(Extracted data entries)

----------------------------------------

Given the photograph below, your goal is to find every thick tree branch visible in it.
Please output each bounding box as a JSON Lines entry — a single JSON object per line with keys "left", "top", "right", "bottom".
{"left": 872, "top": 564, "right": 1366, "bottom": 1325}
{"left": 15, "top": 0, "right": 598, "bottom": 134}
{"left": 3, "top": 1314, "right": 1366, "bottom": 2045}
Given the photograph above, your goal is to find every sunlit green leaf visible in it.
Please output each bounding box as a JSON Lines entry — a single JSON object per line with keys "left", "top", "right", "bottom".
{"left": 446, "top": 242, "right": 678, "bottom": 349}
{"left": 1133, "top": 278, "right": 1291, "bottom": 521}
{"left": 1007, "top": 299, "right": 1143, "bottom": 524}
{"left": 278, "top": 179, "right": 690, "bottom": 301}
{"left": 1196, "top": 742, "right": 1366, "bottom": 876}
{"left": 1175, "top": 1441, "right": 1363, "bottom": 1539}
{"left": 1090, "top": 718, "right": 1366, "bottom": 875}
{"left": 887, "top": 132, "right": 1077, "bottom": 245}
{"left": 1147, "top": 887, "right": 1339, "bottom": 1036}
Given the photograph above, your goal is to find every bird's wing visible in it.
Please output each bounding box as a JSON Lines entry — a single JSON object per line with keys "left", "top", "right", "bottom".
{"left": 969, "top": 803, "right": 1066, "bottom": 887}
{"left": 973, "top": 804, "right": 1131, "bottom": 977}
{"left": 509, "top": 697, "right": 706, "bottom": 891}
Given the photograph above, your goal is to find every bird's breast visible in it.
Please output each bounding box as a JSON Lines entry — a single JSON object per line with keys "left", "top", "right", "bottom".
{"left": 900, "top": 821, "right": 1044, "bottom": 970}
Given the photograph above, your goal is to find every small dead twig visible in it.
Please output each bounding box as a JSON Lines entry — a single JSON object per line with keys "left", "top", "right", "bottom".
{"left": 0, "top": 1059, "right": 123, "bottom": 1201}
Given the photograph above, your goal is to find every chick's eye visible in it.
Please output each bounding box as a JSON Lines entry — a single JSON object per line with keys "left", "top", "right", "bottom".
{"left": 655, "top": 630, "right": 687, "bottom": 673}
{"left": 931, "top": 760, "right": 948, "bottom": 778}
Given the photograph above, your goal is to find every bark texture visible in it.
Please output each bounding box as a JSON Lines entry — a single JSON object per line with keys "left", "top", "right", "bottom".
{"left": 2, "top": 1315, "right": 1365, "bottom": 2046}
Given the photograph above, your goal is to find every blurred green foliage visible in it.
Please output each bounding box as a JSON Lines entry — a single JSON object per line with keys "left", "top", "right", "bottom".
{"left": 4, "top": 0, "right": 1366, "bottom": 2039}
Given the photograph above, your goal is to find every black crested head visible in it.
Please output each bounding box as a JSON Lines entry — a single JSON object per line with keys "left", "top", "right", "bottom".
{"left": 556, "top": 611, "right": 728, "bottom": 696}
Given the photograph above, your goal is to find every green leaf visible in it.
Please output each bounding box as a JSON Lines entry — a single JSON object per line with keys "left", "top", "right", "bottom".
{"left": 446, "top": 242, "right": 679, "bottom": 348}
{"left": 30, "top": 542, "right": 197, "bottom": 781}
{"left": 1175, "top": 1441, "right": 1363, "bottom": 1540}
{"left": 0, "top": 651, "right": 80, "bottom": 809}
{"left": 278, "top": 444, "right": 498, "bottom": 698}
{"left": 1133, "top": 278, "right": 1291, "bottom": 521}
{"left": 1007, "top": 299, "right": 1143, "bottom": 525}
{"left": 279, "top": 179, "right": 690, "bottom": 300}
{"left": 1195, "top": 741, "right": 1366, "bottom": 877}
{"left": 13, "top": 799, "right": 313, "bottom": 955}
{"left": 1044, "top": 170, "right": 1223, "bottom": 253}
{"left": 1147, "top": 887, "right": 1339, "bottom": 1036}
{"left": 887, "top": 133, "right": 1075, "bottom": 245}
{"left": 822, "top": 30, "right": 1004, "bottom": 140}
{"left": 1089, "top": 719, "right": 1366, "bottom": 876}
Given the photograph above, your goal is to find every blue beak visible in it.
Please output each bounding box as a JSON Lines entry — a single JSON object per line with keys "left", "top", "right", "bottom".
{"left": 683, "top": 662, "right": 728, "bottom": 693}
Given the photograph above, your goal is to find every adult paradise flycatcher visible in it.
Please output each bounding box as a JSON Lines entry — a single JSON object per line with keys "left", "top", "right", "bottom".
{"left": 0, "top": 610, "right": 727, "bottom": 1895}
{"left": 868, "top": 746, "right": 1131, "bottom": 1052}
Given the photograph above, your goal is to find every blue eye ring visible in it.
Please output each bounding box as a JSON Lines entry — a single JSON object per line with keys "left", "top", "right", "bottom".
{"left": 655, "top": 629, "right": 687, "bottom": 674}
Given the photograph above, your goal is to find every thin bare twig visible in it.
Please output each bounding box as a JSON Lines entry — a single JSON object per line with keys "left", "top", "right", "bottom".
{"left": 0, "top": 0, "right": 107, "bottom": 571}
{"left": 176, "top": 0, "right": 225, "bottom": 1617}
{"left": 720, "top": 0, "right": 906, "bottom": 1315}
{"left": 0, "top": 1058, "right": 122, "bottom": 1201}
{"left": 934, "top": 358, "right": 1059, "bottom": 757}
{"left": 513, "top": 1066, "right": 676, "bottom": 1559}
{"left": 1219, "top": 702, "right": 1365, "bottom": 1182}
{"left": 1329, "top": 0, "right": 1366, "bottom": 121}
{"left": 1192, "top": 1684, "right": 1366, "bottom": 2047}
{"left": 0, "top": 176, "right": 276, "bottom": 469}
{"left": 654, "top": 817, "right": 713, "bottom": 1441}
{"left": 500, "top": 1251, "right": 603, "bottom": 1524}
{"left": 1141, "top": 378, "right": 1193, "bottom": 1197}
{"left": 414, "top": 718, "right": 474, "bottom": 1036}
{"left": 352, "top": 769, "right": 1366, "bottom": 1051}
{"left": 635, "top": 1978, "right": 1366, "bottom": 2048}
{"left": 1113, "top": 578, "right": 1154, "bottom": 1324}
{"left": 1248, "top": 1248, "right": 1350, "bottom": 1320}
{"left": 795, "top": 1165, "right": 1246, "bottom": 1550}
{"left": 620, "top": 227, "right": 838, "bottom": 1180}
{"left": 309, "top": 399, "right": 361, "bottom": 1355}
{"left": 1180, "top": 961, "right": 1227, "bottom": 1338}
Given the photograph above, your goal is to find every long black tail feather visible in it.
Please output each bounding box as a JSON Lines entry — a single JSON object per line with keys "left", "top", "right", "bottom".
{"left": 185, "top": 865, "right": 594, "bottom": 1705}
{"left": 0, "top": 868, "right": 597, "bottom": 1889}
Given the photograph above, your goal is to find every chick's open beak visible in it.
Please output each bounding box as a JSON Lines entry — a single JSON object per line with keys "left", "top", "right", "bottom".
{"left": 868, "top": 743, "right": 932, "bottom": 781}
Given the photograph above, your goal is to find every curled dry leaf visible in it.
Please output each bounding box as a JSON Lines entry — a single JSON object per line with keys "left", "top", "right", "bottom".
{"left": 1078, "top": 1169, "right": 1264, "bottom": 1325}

----------------------------------------

> **Required work**
Report each line in the preceding entries that holds the string "leaf".

> **Written answer**
Given the photograph above, your goal is to find every sunlit green leaf visible in it.
Given the photograph above, your goal is to find every green leaf visible in it.
Given the photograph above, your goal is to find every curled dry leaf visible in it.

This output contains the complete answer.